- [TASK DETAILS]: Write out the entries below exactly, starting at the first line and stopping after the line that contains "Mark the upturned"; skip all pictures.

*** RECORDS SUPPLIED ***

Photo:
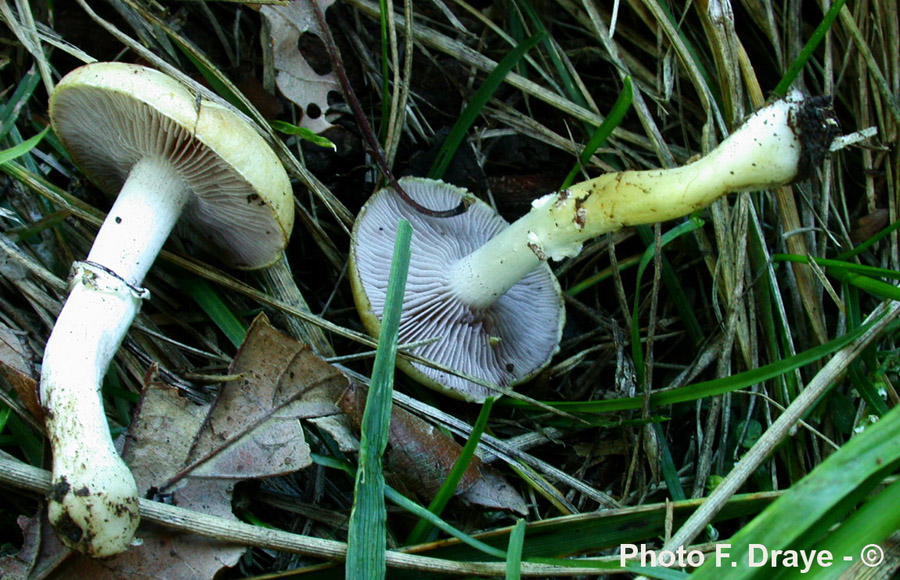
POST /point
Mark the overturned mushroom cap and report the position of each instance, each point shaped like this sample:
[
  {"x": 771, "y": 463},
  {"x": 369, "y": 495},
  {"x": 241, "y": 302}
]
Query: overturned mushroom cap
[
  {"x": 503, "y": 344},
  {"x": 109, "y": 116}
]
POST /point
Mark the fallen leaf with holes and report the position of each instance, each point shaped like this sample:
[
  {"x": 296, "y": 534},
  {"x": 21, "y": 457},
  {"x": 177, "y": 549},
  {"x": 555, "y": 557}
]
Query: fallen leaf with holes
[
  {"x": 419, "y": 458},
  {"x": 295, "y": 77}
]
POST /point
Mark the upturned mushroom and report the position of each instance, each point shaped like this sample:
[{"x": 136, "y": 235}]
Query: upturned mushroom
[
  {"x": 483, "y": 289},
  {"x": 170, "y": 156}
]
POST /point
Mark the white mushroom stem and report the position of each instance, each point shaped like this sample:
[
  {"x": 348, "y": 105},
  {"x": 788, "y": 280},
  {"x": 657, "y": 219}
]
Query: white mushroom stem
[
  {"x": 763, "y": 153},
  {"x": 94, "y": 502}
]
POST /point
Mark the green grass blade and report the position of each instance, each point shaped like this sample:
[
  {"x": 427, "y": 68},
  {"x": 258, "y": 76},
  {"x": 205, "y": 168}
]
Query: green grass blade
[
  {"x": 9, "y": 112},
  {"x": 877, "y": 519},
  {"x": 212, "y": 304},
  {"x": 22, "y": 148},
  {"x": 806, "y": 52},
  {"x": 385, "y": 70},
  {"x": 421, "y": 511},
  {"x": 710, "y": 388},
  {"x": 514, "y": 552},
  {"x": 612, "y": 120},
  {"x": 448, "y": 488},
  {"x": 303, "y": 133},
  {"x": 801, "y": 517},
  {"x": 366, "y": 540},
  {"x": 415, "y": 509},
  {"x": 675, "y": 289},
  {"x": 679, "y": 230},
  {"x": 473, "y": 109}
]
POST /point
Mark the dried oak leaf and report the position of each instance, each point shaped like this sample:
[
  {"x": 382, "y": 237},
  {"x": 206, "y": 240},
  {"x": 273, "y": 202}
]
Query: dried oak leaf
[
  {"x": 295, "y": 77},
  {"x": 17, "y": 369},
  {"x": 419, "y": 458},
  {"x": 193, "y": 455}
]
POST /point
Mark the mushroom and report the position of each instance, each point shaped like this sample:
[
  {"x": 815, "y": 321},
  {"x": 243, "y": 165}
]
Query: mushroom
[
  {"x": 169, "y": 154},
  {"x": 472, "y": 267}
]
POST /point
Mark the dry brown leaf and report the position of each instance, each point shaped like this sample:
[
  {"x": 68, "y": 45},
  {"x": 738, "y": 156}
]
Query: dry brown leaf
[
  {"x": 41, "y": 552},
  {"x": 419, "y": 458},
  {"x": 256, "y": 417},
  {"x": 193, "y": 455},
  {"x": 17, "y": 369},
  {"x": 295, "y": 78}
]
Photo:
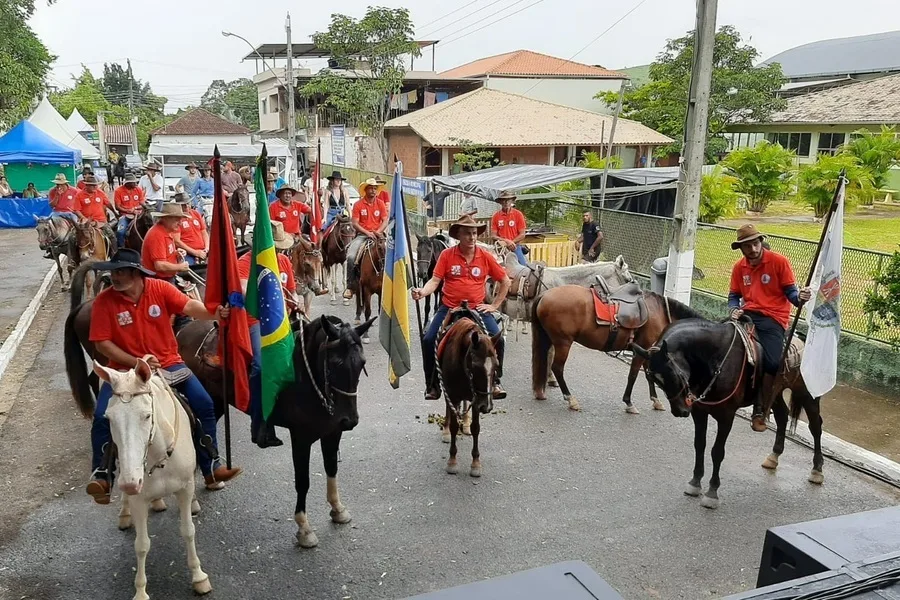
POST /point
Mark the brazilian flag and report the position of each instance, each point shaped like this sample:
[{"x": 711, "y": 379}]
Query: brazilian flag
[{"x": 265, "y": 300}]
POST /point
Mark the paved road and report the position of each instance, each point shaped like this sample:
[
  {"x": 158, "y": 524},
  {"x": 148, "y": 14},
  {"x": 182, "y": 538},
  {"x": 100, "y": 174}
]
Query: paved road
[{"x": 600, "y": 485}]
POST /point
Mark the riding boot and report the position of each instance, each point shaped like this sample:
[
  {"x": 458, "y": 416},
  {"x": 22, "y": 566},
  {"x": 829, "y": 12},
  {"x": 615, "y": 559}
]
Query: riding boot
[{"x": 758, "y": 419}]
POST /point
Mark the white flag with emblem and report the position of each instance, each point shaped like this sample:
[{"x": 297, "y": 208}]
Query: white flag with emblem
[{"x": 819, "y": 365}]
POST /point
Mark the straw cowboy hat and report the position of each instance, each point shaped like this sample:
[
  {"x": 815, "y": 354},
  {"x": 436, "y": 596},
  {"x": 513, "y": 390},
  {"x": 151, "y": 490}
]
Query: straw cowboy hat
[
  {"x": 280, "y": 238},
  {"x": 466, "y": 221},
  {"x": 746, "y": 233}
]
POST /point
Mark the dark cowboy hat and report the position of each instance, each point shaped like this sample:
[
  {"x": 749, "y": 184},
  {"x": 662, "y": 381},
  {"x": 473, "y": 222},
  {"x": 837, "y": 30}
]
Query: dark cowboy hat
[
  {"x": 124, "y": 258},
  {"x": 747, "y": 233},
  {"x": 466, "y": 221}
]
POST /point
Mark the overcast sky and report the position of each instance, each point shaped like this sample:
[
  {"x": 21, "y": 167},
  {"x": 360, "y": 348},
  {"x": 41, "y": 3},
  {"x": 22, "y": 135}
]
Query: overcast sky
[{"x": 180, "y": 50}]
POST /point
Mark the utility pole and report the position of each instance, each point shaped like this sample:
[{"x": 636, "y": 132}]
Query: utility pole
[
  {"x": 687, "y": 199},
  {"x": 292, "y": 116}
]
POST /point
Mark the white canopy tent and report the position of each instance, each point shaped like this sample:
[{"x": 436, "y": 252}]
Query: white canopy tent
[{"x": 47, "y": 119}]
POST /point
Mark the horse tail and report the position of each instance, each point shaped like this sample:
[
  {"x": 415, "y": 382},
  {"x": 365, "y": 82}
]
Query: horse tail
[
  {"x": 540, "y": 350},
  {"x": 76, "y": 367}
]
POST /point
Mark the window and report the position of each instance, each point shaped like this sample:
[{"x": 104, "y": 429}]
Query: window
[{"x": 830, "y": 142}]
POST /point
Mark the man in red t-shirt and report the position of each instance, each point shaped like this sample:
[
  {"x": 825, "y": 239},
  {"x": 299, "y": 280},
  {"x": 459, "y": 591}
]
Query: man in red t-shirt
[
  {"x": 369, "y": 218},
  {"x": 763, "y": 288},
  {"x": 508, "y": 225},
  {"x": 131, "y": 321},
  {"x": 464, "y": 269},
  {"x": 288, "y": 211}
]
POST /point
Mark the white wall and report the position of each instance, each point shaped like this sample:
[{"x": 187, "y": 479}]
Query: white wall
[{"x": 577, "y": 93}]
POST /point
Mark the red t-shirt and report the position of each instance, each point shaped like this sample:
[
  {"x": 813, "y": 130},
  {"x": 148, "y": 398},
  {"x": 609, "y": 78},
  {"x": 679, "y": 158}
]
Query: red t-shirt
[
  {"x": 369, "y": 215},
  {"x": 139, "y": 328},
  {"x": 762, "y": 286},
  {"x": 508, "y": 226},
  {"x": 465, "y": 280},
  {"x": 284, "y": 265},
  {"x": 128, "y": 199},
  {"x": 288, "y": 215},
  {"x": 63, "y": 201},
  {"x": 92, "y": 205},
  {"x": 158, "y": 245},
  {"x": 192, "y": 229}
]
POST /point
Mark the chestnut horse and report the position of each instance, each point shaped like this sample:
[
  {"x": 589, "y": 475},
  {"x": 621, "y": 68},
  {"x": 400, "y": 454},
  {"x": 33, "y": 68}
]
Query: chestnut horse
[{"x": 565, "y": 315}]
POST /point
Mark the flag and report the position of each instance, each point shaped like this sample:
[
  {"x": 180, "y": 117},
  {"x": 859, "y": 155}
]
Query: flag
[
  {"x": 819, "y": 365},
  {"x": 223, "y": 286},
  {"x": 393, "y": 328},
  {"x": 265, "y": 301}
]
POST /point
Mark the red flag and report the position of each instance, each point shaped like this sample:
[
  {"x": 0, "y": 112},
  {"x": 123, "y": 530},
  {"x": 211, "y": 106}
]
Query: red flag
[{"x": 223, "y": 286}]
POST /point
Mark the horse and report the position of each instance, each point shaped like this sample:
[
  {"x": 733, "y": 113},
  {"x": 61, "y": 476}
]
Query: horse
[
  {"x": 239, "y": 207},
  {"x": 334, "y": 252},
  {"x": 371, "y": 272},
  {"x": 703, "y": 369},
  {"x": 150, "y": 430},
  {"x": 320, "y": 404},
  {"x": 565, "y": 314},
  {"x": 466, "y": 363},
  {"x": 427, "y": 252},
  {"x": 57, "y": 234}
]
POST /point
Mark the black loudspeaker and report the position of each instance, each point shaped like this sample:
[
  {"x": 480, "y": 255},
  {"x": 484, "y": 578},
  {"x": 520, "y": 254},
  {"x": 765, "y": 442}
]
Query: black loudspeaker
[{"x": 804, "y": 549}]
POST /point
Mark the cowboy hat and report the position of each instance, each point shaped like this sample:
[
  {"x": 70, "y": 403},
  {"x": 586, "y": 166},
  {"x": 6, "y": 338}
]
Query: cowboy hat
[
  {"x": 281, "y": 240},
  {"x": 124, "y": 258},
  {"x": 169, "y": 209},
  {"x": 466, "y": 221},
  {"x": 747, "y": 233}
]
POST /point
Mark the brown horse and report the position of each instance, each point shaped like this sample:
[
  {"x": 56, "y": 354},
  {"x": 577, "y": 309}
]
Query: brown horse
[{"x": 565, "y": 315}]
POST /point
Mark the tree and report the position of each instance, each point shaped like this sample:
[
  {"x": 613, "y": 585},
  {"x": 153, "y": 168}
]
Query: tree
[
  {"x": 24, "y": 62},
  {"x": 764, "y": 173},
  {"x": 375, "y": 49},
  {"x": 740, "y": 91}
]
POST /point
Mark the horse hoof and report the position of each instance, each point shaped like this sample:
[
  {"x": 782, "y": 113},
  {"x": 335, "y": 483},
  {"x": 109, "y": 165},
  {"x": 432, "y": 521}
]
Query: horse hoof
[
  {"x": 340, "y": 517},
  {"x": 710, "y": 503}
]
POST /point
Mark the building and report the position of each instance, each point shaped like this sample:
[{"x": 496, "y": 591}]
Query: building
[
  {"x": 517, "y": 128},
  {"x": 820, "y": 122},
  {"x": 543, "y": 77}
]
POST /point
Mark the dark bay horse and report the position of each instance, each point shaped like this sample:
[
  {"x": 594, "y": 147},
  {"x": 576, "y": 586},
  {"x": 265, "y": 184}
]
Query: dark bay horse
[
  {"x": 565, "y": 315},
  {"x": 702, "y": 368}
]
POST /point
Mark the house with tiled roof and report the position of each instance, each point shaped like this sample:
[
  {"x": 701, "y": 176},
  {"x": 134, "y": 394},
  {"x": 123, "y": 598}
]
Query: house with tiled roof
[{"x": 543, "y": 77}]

*** End of RECORDS SUPPLIED ***

- [OUTPUT FOR THIS TASK]:
Photo:
POST /point
Mark the overturned mushroom cap and report the position of each instance, each point shaped like this sample:
[
  {"x": 771, "y": 463},
  {"x": 369, "y": 495},
  {"x": 241, "y": 302}
]
Query: overturned mushroom cap
[
  {"x": 503, "y": 344},
  {"x": 109, "y": 116}
]
POST /point
Mark the fallen leaf with holes and report the position of each instance, each point shaped like this sample:
[
  {"x": 296, "y": 534},
  {"x": 21, "y": 457},
  {"x": 177, "y": 549},
  {"x": 555, "y": 557}
]
Query: fallen leaf with holes
[
  {"x": 419, "y": 458},
  {"x": 295, "y": 77}
]
POST /point
Mark the upturned mushroom and report the position of each instance, each point shaped like this sample:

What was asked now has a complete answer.